* [Objective] Reproduce each of the items below word for word, keeping their order.

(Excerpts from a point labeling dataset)

--

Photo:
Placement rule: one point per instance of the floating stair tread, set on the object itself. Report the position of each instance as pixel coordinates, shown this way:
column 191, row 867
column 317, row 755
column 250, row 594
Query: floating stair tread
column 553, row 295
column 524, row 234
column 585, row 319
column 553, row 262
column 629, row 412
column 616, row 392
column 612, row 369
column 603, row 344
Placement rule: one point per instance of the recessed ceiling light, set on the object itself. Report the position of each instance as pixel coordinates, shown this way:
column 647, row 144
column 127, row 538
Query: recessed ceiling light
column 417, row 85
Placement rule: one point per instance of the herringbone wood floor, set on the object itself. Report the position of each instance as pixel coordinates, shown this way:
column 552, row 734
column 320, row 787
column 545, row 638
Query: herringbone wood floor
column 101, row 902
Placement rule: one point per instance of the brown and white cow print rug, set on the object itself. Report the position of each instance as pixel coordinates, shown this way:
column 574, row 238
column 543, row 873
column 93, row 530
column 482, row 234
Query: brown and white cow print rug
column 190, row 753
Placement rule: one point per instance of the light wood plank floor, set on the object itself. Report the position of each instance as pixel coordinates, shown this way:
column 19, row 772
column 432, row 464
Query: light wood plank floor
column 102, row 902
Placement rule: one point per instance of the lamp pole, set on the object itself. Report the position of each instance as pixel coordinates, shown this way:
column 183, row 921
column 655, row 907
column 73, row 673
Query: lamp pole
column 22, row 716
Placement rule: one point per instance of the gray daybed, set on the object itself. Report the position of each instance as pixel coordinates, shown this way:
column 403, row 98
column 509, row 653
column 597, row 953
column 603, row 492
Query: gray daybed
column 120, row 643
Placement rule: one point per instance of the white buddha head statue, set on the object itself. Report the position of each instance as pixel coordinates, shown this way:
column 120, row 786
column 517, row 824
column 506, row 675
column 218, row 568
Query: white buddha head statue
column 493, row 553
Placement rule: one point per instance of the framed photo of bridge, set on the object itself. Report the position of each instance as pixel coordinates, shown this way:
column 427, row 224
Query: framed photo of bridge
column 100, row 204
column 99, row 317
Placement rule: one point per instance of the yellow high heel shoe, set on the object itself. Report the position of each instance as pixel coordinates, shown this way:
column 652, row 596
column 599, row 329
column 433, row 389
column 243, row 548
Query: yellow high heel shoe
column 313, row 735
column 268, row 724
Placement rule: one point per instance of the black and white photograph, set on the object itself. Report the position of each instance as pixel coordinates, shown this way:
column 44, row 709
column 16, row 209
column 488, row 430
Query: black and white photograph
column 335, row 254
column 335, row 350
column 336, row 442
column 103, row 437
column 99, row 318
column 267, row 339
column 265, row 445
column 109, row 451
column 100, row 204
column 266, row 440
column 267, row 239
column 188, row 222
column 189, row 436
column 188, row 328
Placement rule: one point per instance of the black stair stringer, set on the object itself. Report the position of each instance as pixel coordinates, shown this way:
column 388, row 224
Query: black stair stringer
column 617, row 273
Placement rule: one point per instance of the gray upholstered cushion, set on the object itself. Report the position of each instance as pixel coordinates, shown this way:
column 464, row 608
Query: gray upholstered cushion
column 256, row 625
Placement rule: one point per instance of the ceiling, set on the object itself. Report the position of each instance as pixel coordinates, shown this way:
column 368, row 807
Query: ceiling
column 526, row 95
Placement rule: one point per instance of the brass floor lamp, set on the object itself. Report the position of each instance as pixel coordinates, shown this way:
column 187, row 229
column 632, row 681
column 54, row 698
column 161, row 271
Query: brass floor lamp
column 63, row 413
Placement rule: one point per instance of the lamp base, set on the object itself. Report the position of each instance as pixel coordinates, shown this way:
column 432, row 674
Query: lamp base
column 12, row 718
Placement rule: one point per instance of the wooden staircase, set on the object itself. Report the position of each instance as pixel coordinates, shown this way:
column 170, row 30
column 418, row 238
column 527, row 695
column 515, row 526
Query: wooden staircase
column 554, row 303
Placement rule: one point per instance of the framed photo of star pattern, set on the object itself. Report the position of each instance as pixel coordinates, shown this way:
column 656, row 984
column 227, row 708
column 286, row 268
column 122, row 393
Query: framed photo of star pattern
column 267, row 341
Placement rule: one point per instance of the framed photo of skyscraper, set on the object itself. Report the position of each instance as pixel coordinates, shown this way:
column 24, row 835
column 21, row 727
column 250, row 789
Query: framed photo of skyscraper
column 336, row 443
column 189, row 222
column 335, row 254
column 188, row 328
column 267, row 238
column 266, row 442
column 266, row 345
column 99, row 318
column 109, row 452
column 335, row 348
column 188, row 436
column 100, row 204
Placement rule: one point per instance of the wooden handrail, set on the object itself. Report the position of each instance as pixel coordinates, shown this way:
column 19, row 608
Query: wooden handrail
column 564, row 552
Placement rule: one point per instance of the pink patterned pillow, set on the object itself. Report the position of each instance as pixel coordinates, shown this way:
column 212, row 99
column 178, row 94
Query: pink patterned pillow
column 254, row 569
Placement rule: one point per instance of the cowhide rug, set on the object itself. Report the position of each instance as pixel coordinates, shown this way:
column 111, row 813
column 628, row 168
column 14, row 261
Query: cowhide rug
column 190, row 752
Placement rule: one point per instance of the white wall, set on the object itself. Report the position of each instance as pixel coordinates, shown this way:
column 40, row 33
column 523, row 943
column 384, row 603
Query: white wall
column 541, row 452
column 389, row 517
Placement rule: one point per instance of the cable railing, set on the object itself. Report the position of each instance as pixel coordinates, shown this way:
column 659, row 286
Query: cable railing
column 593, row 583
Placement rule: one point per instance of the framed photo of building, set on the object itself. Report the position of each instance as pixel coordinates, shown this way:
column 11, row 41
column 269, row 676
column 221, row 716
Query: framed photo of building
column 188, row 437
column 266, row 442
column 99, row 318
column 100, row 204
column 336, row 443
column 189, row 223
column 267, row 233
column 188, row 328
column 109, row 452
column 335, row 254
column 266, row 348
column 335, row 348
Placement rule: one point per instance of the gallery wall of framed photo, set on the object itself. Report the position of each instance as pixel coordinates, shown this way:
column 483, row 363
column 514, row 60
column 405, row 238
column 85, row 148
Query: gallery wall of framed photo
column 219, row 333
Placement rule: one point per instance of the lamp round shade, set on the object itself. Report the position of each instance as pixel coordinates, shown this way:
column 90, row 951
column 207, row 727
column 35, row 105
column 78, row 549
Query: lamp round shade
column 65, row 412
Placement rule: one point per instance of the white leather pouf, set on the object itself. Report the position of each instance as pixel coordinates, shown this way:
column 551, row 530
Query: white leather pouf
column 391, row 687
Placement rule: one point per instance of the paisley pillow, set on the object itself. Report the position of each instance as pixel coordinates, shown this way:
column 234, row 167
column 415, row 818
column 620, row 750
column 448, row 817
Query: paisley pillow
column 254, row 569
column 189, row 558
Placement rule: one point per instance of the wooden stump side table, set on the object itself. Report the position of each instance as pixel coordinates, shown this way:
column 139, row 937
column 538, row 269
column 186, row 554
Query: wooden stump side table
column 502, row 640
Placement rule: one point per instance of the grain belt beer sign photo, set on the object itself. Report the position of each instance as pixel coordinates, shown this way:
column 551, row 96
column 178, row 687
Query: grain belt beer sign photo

--

* [Written answer]
Photo:
Placement rule: one point per instance of the floating stair tread, set on the object itself. Report the position of each instance as pixel coordinates, shown this way:
column 191, row 867
column 317, row 755
column 250, row 594
Query: floating stair tread
column 553, row 295
column 524, row 234
column 585, row 319
column 553, row 262
column 629, row 412
column 616, row 392
column 612, row 369
column 603, row 344
Placement rule: one point per instance of the recessed ceiling light, set on the object itself. Report the position of each instance as pixel coordinates, shown this way:
column 647, row 144
column 127, row 538
Query: recessed ceiling light
column 417, row 85
Placement rule: one point per instance of the herringbone wood floor, set on the object itself. Report the position of each instance as pixel coordinates, shown this way:
column 552, row 734
column 320, row 787
column 545, row 638
Query: herringbone wood floor
column 101, row 902
Placement rule: one point per instance of the brown and white cow print rug, set on the object itself. Report the position of each instance as pixel coordinates, shown this way:
column 574, row 238
column 543, row 873
column 93, row 530
column 482, row 234
Query: brown and white cow print rug
column 190, row 753
Placement rule: one point per instance of the light wood plank floor, set on the object itself. Report the position of each instance as pixel coordinates, shown this way:
column 19, row 772
column 432, row 464
Query: light wood plank floor
column 102, row 902
Placement rule: one point per instance of the lamp pole, set on the object itself. Report the position of each instance as pixel coordinates, shown this way:
column 183, row 921
column 655, row 907
column 73, row 673
Query: lamp pole
column 22, row 716
Placement rule: one point per instance of the gray daybed, set on the object itself. Report the position of each instance as pixel coordinates, shown this way:
column 403, row 98
column 509, row 653
column 597, row 953
column 603, row 492
Query: gray daybed
column 120, row 643
Placement rule: one point per instance of the white buddha head statue, set on the object itself. Report the position of each instance as pixel coordinates, shown this way:
column 120, row 786
column 517, row 824
column 506, row 675
column 218, row 568
Query: white buddha head statue
column 493, row 553
Placement rule: one point per instance of the framed photo of bridge, set on the object itself. Report the position of each instance as pixel coordinates, shown this way:
column 427, row 224
Query: framed photo of bridge
column 100, row 204
column 99, row 317
Placement rule: one point per instance of the yellow high heel shoe, set on the object itself. Report the position of each instance as pixel coordinates, shown this way:
column 652, row 596
column 599, row 329
column 433, row 389
column 243, row 548
Query: yellow high heel shoe
column 313, row 735
column 268, row 724
Placement rule: one point per instance of the black and white photograph, set on the object itself. Report the position of each instance as pixel coordinates, shown this way:
column 44, row 709
column 16, row 209
column 488, row 430
Query: black and white photograph
column 335, row 254
column 335, row 350
column 336, row 442
column 103, row 437
column 99, row 318
column 267, row 339
column 265, row 445
column 109, row 451
column 100, row 204
column 266, row 440
column 267, row 239
column 188, row 222
column 189, row 436
column 188, row 328
Placement rule: one point per instance of the black stair stringer, set on the object itself. Report the position of each instance as pixel coordinates, shown this way:
column 388, row 224
Query: black stair stringer
column 617, row 273
Placement rule: one point per instance of the gray upholstered cushion, set on the object itself. Report the position of each instance as pixel coordinates, shown this way:
column 464, row 608
Query: gray upholstered cushion
column 256, row 625
Placement rule: one point per instance of the ceiling, set on the object itself. Report the position of each instance as pixel coordinates, shown this way:
column 368, row 807
Query: ceiling
column 526, row 95
Placement rule: one point per instance of the brass floor lamp, set on the object itself. Report the position of each instance as pixel coordinates, shown this way:
column 187, row 229
column 632, row 681
column 54, row 698
column 161, row 271
Query: brass floor lamp
column 63, row 413
Placement rule: one point per instance of the lamp base, set on the object itself. Report the position of each instance as pixel coordinates, shown this way:
column 432, row 674
Query: lamp base
column 12, row 718
Placement rule: one point per instance of the wooden staircase, set on the object itself. Report the position of each instance as pixel coordinates, shown this way:
column 170, row 30
column 418, row 238
column 527, row 695
column 515, row 526
Query: wooden staircase
column 554, row 303
Placement rule: one point per instance of the framed photo of star pattern, set on the object itself. Report the position of each instance as pixel coordinates, shown this way:
column 656, row 984
column 227, row 708
column 286, row 268
column 122, row 393
Query: framed photo of star pattern
column 267, row 341
Placement rule: one point per instance of the framed photo of skyscraper, set on the object itself. Report the position of each instance as pixel coordinates, shown this way:
column 24, row 835
column 21, row 727
column 250, row 789
Query: framed photo of skyscraper
column 336, row 443
column 189, row 222
column 335, row 254
column 188, row 328
column 267, row 238
column 266, row 442
column 266, row 345
column 99, row 318
column 109, row 452
column 335, row 348
column 188, row 436
column 100, row 204
Placement rule: one point per instance of the wooden handrail, set on the object itself. Report the position of each instance as pixel coordinates, shown this way:
column 19, row 608
Query: wooden handrail
column 564, row 552
Placement rule: one point per instance of the pink patterned pillow, set on the object itself. Report the position of each instance as pixel coordinates, shown this way:
column 212, row 99
column 178, row 94
Query: pink patterned pillow
column 254, row 569
Placement rule: one point per instance of the cowhide rug, set on the object itself. Report the position of each instance as pixel coordinates, shown this way:
column 111, row 813
column 628, row 168
column 14, row 261
Query: cowhide rug
column 190, row 752
Placement rule: one point per instance of the white wall, set on the object itself. Report the position of each instance as pixel coordinates, shown this way:
column 40, row 33
column 523, row 943
column 384, row 603
Query: white wall
column 541, row 452
column 389, row 517
Placement rule: one point per instance of the cable railing, set on the object itself. Report the position of each instance as pixel coordinates, shown this way:
column 659, row 286
Query: cable railing
column 593, row 583
Placement rule: one point per instance of the framed photo of building, set on the object itself. Report the position of each instance as pixel coordinates, shown this way:
column 11, row 41
column 269, row 676
column 221, row 716
Query: framed photo of building
column 188, row 437
column 266, row 442
column 99, row 318
column 100, row 204
column 336, row 443
column 189, row 223
column 267, row 233
column 188, row 328
column 109, row 452
column 335, row 254
column 266, row 348
column 335, row 348
Placement rule: one point per instance of the gallery wall of framed photo, set on the object itself. Report the position of each instance as pixel coordinates, shown this way:
column 483, row 363
column 514, row 60
column 405, row 238
column 85, row 148
Query: gallery wall of framed photo
column 219, row 333
Placement rule: one point per instance of the lamp round shade, set on the object itself. Report the position of each instance as pixel coordinates, shown this way:
column 90, row 951
column 207, row 727
column 35, row 105
column 78, row 549
Query: lamp round shade
column 65, row 412
Placement rule: one point per instance of the white leather pouf, set on the object itself. Report the position of each instance as pixel coordinates, shown this way:
column 551, row 530
Query: white leather pouf
column 391, row 687
Placement rule: one point per instance of the paisley pillow, set on the object itself. Report the position of each instance as pixel coordinates, shown this way:
column 234, row 167
column 415, row 818
column 620, row 750
column 448, row 817
Query: paisley pillow
column 254, row 569
column 189, row 558
Placement rule: one point per instance of the wooden stump side table, set on the object itself. Report the position of each instance as pixel coordinates, shown this way:
column 139, row 937
column 538, row 269
column 186, row 554
Query: wooden stump side table
column 502, row 640
Placement rule: one point per instance of the grain belt beer sign photo, set on the object itself. Report the position of each instance as pixel coordinates, shown this way:
column 551, row 96
column 178, row 687
Query: grain belt beer sign photo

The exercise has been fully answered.